Problem. Print out every record below, exactly as written.

——————

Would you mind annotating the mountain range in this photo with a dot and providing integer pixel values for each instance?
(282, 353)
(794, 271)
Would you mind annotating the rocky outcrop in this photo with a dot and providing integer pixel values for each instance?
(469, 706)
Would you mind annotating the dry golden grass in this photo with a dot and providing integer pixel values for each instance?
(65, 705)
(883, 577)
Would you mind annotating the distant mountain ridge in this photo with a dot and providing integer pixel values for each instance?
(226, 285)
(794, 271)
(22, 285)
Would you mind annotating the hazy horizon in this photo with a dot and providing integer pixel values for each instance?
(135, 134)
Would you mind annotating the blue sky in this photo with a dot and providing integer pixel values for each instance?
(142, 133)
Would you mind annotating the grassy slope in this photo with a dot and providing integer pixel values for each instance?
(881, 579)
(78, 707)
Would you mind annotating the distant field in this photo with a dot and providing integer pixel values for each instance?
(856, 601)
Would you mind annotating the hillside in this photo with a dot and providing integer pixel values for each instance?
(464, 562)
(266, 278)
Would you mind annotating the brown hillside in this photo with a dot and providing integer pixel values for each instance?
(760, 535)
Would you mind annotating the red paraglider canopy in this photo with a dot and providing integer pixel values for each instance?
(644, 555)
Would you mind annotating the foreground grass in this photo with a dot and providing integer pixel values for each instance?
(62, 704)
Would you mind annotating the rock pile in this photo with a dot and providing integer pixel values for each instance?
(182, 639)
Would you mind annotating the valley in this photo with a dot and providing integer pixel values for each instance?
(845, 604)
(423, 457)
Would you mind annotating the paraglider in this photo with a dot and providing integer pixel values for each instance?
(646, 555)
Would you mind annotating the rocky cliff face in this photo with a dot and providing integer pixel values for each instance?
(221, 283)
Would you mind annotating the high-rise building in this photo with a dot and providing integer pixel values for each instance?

——————

Solution to the exercise.
Would you mind annotating the mountain range in this photo with a dot and providing integer pixel values for each instance?
(282, 353)
(794, 271)
Would you mind annotating the rocky outcrop in this photo with a dot and providing integer pixel values for each instance?
(469, 706)
Would you mind annotating the dry golden grass in this photo with a dot and providing integer pixel values for each instance?
(65, 705)
(883, 577)
Would you mind annotating the distant mountain ridge in this photo with a dot and providing integer pixel values for each instance?
(226, 285)
(794, 271)
(22, 285)
Would you mind annotating the hazy horizon in this photo with a dot and providing integer pixel values for each instance?
(135, 134)
Would you mind annotating the blue sky in this photo with a dot and providing integer pixel values for each instance?
(142, 133)
Would you mind annotating the grassy slope in this photo with a dot and providing integer pixel values for each instance?
(881, 579)
(78, 707)
Would you mind annotating the distant field in this photo with a dot and providing integer pixel values for each instance?
(856, 601)
Would you mind annotating the hillside in this photo with a dot and providing integer pixel values for each instance?
(464, 562)
(266, 278)
Would you mind annotating the brown hillside in this photo with a dot and providing integer pixel values for each instance?
(760, 535)
Would you mind annotating the red paraglider canopy in this photo with a dot and providing integer pixel values for each instance?
(644, 555)
Would you mind annotating the foreground grass in this photo with a dot and providing integer pixel values for each instance?
(62, 704)
Would you mind annotating the rock pile in this photo with a dot and providing integer pixel values for each instance?
(182, 639)
Would you mind annotating the valley in this photo with a dot and providing integer pixel values for each instance?
(845, 604)
(423, 457)
Would you mind annotating the paraglider in this photo with a dot and providing integer pixel values for each instance?
(646, 555)
Would you mind annotating the rocky cliff face in this photo with a dot and providing integer pixel values for each instance?
(221, 283)
Would you mind annotating the high-rise building in this photo with a dot and providing integer pixel values for each instance?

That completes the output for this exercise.